▶ **GIVEN REQUEST**
Gather every line of the records below that contains the string "surfer", and copy each one. Case counts.

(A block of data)
>> begin
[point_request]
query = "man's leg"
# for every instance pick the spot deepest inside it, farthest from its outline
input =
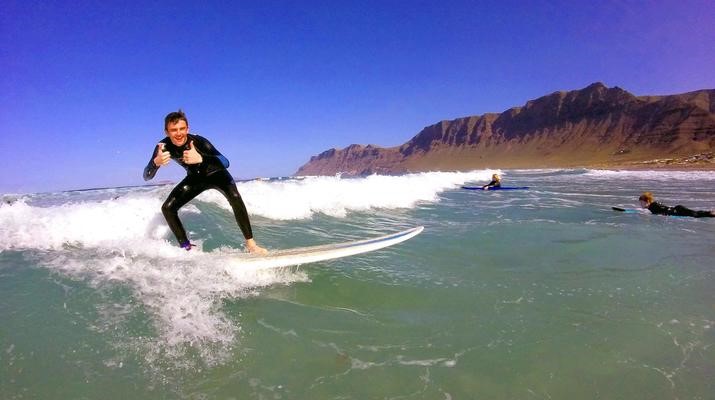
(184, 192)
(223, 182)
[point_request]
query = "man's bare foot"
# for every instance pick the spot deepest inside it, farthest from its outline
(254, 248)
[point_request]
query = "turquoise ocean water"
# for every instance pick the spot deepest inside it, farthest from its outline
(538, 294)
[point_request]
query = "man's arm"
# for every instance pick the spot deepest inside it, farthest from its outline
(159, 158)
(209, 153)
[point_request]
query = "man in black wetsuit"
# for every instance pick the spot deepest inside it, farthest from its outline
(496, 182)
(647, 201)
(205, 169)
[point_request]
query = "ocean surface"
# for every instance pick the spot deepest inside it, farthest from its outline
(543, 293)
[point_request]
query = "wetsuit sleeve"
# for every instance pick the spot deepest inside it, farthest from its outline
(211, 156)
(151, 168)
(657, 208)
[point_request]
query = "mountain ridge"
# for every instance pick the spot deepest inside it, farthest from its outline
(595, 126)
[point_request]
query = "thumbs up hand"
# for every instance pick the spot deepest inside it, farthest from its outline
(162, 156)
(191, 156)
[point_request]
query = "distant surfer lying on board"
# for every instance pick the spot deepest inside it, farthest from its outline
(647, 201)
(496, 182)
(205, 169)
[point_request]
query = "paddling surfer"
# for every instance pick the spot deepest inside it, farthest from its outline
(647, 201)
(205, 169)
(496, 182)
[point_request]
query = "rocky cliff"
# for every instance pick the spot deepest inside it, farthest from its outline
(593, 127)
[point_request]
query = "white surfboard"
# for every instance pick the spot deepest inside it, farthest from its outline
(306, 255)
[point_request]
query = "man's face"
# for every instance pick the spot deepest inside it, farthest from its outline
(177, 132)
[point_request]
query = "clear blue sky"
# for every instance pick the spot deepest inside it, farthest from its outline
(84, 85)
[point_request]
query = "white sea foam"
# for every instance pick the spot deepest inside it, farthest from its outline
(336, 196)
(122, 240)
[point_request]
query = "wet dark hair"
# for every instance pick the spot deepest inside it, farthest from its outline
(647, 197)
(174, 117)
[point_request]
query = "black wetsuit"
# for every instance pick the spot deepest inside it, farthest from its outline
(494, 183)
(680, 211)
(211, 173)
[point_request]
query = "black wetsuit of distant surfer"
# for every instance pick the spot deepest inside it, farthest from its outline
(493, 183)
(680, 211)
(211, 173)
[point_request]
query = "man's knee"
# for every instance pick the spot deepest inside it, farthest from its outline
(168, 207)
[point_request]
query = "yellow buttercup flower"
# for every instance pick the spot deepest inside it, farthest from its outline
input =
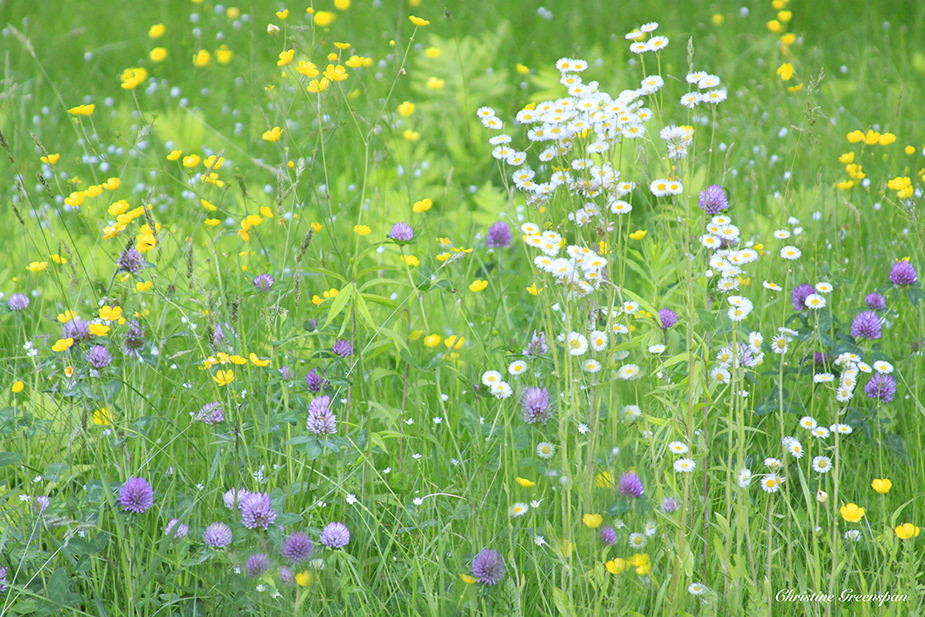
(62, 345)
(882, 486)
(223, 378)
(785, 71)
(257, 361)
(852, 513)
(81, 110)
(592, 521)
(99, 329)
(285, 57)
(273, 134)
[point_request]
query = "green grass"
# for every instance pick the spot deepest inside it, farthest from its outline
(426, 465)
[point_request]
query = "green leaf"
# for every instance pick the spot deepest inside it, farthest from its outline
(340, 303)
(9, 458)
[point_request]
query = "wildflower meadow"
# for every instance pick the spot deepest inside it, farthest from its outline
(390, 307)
>> end
>> begin
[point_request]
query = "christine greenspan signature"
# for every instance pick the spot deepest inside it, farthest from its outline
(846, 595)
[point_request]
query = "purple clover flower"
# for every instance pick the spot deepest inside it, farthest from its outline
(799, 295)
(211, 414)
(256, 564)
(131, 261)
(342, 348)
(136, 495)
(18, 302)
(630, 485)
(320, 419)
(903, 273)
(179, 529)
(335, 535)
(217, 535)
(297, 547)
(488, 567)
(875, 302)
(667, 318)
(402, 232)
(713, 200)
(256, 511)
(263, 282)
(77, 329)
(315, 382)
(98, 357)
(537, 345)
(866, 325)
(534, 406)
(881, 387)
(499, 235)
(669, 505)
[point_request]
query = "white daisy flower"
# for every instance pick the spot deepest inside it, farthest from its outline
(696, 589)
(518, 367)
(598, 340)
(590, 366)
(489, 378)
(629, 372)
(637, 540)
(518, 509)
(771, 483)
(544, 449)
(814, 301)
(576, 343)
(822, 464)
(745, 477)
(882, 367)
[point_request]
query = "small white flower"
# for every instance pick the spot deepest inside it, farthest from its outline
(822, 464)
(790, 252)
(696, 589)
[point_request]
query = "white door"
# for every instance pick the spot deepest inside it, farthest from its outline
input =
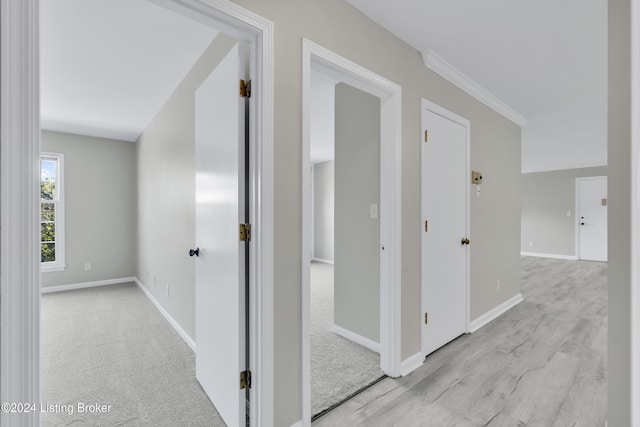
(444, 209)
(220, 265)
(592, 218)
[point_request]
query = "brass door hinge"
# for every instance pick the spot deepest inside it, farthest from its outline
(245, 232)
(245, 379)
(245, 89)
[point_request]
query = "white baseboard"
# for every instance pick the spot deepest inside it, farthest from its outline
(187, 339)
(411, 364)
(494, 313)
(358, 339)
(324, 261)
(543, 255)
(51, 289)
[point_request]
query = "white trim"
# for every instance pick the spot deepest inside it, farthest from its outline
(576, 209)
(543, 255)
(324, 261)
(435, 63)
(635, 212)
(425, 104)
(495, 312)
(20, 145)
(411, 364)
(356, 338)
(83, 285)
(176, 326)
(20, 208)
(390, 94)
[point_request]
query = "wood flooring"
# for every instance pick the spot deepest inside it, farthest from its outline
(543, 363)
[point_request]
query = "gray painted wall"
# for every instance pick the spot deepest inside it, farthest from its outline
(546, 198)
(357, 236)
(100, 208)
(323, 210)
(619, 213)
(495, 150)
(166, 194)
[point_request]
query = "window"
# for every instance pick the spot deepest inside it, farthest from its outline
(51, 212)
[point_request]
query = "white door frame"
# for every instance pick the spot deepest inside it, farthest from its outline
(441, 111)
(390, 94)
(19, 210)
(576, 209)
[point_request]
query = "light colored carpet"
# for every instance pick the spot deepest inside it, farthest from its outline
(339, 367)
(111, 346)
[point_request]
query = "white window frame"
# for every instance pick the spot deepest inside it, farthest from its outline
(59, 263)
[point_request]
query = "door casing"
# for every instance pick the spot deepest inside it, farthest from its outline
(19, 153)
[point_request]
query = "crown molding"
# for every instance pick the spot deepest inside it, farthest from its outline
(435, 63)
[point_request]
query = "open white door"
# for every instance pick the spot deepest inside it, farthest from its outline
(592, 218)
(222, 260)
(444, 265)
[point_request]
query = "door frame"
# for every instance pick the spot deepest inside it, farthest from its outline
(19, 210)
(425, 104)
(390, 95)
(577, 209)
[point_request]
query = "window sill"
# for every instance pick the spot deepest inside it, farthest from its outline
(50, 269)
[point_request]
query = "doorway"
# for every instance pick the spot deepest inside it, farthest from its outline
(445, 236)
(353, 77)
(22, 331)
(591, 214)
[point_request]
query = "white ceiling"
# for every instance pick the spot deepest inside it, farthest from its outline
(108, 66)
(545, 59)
>> end
▶ **WRITTEN ANSWER**
query = "distant surfer lying on board"
query = "paddling surfer"
query = "black wetsuit of distant surfer"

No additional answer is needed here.